=== Set problem a ===
Transcribe the passage of the Fejér County 2nd constituency page from "Current constituency" to "the Tisza Party.".

=== Document segment ===
---------------

- Location of Fejér county 02 within Fejér county
- Location of Fejér county within Hungary
- County: Fejér
- Electorate: 69,185 (2018)
- Major settlements: Székesfehérvár

Current constituency
- Created: 2011 (modified 2024)
- Party: Tisza Party
- Member: Mihály Borics
- Elected: 2026

= Fejér County 2nd constituency =

Constituency in Hungary (2012-)

The 2nd constituency of Fejér County (Fejér megyei 02. számú országgyűlési egyéni választókerület) is one of the single member constituencies of the National Assembly, the national legislature of Hungary. The constituency standard abbreviation: Fejér 02. OEVK.

Since 2026, it has been represented by Mihály Borics of the Tisza Party.

==Geography==
The 2nd constituency is located in north-western part of Fejér County.

---------------

=== Working data ===
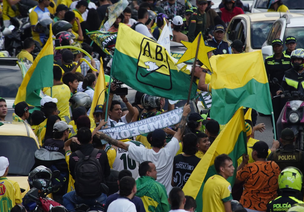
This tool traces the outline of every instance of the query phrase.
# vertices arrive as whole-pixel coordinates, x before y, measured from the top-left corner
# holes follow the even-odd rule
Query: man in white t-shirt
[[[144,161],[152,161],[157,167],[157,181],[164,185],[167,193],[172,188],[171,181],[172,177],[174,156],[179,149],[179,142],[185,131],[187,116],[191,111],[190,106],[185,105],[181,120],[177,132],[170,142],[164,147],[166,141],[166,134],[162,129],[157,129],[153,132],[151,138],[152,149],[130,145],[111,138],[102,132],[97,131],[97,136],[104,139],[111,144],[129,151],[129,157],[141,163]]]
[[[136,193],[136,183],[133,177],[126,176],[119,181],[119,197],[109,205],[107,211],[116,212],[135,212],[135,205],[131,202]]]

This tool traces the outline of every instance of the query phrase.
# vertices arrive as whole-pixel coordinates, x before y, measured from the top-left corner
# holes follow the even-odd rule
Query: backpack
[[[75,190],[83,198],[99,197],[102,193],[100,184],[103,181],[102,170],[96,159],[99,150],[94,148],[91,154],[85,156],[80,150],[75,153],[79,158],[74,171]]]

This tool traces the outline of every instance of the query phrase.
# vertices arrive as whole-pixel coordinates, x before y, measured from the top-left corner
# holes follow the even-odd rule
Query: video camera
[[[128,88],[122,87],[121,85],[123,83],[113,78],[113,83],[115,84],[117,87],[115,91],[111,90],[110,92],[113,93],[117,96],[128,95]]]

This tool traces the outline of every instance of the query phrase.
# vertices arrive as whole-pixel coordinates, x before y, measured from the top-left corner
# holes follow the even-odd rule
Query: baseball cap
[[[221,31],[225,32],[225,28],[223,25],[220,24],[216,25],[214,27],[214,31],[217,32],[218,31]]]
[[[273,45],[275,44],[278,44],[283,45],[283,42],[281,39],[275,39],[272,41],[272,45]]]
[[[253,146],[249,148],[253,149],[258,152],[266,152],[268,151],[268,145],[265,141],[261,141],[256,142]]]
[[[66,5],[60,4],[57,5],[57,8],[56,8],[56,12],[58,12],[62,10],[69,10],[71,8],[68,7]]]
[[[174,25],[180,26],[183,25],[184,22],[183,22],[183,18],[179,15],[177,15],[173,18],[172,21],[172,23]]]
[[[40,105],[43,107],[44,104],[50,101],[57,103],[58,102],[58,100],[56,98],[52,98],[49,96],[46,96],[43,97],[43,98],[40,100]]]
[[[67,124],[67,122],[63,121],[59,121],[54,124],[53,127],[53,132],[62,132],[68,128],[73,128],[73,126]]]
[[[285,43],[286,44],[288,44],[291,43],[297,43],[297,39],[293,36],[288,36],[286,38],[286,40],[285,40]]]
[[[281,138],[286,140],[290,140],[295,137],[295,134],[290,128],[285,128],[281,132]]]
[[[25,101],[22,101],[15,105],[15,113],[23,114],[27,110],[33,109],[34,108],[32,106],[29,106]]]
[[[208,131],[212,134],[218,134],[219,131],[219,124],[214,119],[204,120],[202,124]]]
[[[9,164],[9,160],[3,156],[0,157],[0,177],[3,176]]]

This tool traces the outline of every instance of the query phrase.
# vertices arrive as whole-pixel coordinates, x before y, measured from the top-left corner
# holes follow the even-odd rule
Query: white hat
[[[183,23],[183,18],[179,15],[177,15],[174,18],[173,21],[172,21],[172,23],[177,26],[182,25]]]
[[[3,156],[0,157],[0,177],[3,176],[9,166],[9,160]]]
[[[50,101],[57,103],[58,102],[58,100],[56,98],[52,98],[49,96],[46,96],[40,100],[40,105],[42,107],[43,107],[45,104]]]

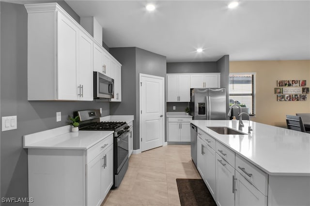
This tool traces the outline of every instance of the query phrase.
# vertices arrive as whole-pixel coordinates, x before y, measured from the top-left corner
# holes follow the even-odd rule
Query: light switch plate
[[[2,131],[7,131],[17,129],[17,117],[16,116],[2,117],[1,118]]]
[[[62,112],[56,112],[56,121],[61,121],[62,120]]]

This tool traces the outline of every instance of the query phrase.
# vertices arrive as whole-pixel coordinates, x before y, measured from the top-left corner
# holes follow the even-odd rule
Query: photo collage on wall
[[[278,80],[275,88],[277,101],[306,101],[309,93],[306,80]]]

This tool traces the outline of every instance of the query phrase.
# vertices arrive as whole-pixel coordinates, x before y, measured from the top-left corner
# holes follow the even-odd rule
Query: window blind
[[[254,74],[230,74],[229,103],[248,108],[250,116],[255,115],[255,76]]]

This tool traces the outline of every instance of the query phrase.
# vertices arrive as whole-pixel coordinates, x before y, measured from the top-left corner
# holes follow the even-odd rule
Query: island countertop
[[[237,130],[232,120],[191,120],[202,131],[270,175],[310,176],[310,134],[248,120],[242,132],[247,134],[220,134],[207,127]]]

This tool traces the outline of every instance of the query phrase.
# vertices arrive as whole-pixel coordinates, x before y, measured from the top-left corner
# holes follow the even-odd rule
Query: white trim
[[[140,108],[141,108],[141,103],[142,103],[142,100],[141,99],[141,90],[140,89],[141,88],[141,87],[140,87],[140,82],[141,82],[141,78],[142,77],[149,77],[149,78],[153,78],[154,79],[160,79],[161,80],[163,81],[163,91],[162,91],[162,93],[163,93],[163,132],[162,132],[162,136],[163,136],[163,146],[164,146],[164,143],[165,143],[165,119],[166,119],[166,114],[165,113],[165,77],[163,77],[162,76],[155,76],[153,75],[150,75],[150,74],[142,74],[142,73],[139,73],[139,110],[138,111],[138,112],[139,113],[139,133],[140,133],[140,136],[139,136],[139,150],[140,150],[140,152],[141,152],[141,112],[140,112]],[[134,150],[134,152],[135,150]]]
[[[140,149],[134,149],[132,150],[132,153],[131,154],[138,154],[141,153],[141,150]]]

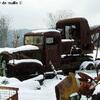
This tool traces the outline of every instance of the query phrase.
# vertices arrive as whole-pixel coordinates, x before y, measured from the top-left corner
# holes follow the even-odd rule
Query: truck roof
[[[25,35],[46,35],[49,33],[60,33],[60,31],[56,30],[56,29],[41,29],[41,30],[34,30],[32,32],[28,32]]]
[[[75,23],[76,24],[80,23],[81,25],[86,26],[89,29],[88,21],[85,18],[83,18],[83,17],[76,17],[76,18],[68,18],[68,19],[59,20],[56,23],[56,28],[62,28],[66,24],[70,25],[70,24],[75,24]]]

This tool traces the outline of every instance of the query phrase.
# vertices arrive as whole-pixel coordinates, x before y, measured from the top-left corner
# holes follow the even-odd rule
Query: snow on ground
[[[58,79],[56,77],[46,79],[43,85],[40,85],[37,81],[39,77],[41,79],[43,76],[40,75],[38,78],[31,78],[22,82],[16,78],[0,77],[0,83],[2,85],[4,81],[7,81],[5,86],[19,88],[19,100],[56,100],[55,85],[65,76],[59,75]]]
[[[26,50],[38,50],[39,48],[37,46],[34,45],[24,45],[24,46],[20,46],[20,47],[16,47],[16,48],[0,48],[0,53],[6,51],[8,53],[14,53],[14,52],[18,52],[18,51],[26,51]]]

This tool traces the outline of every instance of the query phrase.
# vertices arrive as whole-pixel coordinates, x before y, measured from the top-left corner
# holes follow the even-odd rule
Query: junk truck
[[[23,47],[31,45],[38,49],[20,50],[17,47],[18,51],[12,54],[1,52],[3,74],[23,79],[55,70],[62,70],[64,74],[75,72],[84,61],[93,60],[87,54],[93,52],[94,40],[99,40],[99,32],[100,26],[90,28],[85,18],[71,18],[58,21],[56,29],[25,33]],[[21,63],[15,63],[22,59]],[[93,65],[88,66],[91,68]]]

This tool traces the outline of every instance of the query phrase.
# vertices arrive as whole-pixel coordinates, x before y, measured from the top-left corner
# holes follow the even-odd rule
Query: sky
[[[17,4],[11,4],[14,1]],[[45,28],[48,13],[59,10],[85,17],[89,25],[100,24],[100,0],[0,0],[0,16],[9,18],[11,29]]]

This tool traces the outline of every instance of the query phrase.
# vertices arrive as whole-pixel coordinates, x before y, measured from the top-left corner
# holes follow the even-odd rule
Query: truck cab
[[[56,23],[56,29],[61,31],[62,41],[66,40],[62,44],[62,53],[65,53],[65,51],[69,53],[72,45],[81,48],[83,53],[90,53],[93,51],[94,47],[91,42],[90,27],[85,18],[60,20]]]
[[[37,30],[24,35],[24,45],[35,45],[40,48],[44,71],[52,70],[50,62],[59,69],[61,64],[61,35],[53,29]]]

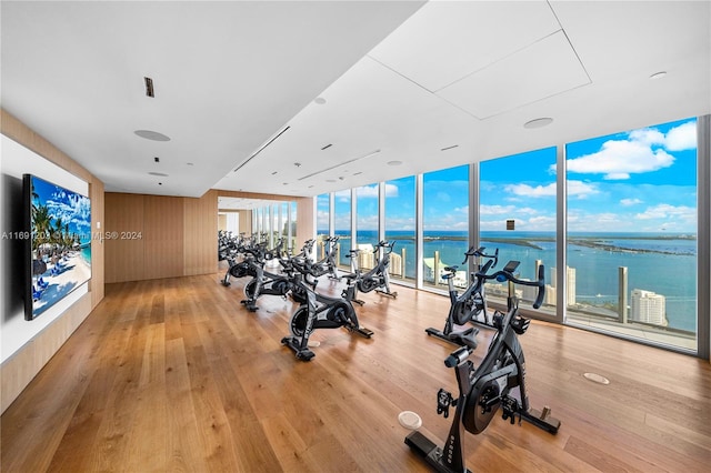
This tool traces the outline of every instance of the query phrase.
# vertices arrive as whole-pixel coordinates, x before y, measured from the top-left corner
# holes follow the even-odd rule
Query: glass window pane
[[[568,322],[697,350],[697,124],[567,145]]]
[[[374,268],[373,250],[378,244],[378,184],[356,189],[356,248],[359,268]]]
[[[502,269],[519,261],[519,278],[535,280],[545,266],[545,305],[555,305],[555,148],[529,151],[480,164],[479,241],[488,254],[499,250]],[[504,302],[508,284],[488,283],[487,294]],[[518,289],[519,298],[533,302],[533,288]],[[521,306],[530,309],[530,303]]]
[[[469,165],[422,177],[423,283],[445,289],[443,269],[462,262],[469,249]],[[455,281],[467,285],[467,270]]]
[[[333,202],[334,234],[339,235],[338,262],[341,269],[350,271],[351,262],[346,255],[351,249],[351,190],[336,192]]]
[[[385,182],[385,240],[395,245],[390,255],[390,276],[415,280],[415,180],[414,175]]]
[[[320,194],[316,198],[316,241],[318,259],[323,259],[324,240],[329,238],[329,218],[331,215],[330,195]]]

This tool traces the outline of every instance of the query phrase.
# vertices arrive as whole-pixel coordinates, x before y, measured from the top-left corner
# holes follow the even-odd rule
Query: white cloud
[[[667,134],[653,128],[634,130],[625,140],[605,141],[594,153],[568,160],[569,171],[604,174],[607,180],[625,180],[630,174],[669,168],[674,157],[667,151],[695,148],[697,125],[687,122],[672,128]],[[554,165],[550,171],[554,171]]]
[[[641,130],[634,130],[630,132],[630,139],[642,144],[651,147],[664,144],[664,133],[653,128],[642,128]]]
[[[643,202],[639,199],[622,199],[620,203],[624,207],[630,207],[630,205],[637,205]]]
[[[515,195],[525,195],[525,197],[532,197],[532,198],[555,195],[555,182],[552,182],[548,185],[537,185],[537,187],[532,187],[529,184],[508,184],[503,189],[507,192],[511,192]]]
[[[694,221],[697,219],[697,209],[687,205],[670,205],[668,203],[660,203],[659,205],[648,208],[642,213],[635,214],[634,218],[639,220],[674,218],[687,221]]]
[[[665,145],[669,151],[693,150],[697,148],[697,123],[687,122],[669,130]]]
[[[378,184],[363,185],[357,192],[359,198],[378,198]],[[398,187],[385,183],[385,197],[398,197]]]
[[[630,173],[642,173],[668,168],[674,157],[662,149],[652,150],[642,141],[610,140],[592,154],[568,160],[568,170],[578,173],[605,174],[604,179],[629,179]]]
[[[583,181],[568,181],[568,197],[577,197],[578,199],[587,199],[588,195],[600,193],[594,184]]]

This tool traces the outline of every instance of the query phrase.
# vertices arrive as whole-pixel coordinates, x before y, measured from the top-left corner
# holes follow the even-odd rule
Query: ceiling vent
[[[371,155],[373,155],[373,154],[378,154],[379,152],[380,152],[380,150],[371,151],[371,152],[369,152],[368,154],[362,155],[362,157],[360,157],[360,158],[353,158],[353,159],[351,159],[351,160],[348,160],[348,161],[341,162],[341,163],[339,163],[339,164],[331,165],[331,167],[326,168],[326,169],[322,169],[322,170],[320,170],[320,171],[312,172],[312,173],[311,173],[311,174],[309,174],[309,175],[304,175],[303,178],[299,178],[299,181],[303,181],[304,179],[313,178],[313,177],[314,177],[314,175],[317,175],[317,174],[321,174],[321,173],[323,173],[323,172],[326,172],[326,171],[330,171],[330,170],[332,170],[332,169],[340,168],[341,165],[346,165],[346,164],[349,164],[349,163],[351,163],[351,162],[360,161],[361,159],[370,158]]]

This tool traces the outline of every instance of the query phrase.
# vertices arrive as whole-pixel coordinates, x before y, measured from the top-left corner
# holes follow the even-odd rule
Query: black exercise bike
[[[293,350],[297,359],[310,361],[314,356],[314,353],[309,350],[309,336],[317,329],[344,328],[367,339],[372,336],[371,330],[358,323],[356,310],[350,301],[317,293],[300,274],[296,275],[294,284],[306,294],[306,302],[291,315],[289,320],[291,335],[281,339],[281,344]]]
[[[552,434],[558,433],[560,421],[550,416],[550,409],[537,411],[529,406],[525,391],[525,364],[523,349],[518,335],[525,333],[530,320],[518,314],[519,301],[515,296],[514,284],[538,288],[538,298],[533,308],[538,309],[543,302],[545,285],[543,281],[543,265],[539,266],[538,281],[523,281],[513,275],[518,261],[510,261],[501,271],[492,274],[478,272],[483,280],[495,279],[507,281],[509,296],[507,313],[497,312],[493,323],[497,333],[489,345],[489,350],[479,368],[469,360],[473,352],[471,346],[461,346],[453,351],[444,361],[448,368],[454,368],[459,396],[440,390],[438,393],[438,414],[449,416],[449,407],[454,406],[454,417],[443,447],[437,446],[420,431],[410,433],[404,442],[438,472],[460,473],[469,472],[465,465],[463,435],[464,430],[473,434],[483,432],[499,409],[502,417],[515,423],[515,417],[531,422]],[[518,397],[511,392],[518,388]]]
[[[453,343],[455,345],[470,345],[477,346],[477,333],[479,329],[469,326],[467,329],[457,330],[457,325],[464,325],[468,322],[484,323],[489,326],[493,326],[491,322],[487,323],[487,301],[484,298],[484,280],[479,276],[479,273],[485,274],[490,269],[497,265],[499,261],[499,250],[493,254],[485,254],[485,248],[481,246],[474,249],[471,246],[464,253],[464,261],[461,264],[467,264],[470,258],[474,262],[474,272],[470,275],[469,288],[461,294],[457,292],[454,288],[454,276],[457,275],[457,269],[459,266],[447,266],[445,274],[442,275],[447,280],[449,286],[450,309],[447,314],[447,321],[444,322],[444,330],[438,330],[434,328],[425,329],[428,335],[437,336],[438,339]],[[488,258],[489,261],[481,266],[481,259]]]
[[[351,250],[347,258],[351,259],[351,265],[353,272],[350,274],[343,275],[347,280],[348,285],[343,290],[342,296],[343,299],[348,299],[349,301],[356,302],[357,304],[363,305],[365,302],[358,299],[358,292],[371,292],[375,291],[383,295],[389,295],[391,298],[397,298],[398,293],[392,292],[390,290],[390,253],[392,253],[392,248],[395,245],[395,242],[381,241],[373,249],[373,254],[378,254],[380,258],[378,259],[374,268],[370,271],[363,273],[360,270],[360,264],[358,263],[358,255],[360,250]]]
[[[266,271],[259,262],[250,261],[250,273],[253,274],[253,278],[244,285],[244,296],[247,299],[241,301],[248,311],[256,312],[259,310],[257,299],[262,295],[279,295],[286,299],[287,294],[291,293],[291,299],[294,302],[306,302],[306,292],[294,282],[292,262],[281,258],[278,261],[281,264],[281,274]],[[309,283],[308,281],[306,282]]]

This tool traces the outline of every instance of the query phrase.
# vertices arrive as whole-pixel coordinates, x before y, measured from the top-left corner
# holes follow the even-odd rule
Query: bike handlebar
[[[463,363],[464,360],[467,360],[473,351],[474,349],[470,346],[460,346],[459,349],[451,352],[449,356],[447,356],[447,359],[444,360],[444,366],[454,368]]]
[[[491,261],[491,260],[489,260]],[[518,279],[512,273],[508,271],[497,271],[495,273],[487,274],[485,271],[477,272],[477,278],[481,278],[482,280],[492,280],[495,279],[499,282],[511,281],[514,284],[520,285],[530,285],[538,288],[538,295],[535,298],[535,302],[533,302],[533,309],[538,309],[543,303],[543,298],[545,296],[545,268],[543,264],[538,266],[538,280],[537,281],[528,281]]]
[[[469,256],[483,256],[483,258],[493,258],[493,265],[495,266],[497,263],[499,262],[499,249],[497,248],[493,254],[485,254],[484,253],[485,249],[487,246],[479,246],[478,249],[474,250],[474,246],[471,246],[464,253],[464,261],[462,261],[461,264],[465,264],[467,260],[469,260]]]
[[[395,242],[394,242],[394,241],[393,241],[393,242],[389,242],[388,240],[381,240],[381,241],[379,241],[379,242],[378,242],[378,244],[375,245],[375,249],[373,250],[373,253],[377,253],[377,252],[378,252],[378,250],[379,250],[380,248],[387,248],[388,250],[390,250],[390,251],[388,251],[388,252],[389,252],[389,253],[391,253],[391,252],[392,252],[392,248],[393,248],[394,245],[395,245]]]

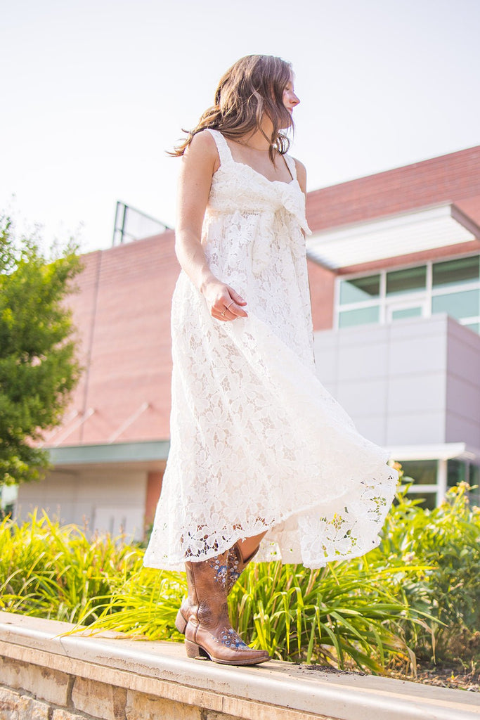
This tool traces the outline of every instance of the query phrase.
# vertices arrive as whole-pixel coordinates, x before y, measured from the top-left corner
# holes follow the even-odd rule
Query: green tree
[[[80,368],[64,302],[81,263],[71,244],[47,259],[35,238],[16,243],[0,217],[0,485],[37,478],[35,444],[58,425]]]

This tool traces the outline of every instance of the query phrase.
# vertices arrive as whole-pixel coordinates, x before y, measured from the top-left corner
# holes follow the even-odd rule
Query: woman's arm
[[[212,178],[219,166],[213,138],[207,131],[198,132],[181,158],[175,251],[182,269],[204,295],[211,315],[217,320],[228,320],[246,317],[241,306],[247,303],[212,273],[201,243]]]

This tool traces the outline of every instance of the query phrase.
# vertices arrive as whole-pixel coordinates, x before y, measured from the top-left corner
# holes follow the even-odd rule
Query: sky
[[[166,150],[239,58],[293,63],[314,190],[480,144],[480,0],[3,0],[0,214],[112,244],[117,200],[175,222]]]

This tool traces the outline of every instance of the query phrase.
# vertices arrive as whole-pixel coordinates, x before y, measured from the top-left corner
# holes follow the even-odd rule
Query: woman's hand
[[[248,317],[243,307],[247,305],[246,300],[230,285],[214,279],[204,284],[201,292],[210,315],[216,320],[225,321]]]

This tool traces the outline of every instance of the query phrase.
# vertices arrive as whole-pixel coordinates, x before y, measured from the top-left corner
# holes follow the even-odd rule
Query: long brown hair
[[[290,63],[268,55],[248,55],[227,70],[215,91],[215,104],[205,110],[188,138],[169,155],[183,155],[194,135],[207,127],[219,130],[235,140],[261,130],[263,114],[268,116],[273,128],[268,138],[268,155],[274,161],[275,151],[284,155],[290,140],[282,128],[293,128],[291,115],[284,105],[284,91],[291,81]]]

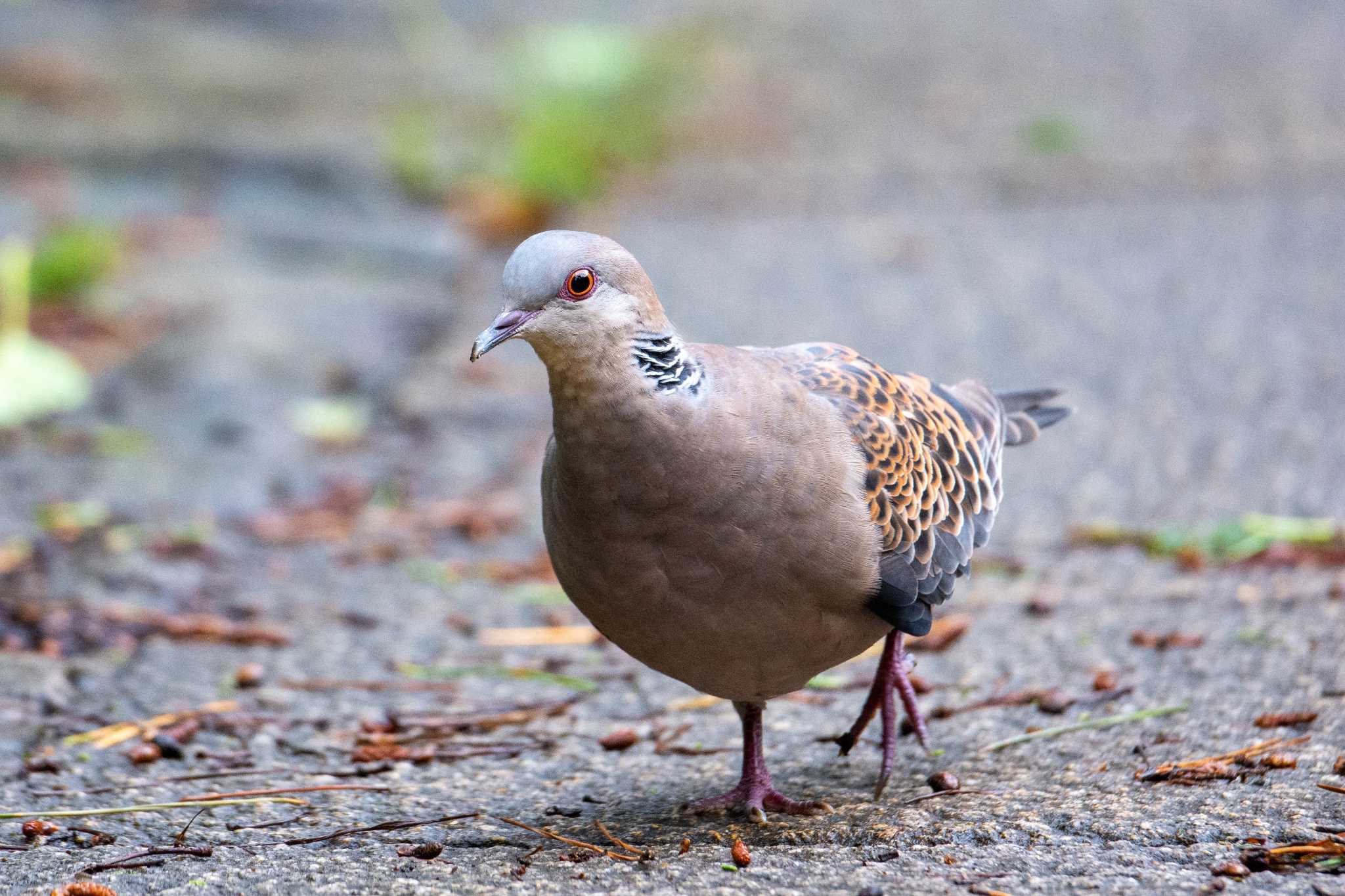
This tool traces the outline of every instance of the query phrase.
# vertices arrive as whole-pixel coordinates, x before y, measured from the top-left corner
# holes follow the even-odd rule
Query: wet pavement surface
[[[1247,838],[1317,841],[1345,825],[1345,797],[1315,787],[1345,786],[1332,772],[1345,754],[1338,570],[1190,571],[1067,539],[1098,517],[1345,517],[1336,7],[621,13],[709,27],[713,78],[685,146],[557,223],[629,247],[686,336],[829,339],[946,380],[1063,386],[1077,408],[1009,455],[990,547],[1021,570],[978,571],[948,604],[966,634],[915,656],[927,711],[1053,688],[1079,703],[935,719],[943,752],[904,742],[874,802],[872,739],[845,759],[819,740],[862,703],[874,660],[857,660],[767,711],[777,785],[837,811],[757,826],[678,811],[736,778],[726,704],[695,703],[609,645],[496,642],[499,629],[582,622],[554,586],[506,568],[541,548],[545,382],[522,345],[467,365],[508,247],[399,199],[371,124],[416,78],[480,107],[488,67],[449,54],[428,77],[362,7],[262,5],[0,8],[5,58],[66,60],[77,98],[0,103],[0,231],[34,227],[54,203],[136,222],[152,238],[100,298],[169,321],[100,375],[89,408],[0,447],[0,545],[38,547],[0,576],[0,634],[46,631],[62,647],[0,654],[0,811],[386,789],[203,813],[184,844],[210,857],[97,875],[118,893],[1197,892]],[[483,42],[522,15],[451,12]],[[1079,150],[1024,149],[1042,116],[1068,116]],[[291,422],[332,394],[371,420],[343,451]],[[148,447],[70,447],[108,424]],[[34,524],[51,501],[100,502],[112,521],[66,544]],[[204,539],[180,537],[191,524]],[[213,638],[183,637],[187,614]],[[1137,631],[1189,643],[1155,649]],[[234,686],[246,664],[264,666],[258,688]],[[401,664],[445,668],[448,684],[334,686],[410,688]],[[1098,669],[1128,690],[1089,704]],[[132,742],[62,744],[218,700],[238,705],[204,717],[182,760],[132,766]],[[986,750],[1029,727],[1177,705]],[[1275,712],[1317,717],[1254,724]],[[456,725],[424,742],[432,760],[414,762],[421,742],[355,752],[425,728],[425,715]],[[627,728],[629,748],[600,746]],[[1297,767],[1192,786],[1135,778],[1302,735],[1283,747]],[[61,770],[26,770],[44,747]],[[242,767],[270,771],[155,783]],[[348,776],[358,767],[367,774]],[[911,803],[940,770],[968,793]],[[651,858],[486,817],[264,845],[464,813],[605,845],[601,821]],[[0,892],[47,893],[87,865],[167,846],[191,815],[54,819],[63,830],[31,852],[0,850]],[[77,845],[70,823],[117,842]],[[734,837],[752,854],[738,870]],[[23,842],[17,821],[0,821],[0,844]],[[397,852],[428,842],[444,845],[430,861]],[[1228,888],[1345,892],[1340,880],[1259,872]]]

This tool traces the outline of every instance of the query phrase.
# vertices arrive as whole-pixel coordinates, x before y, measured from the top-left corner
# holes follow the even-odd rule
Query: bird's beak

---------------

=== Set problem b ===
Gather every line of the listing that contains the string "white", matching case exactly.

=== Written solution a ===
Current constituency
- Created: 2011 (modified 2024)
- Party: Tisza Party
- Member: Mihály Borics
- Elected: 2026

= Fejér County 2nd constituency =

Constituency in Hungary (2012-)

The 2nd constituency of Fejér County (Fejér megyei 02. számú országgyűlési egyéni választókerület) is one of the single member constituencies of the National Assembly, the national legislature of Hungary. The constituency standard abbreviation: Fejér 02. OEVK.

Since 2026, it has been represented by Mihály Borics of the Tisza Party.

=== Written solution b ===
Query: man in white t-shirt
Query: white hat
Query: white trim
Query: white cloud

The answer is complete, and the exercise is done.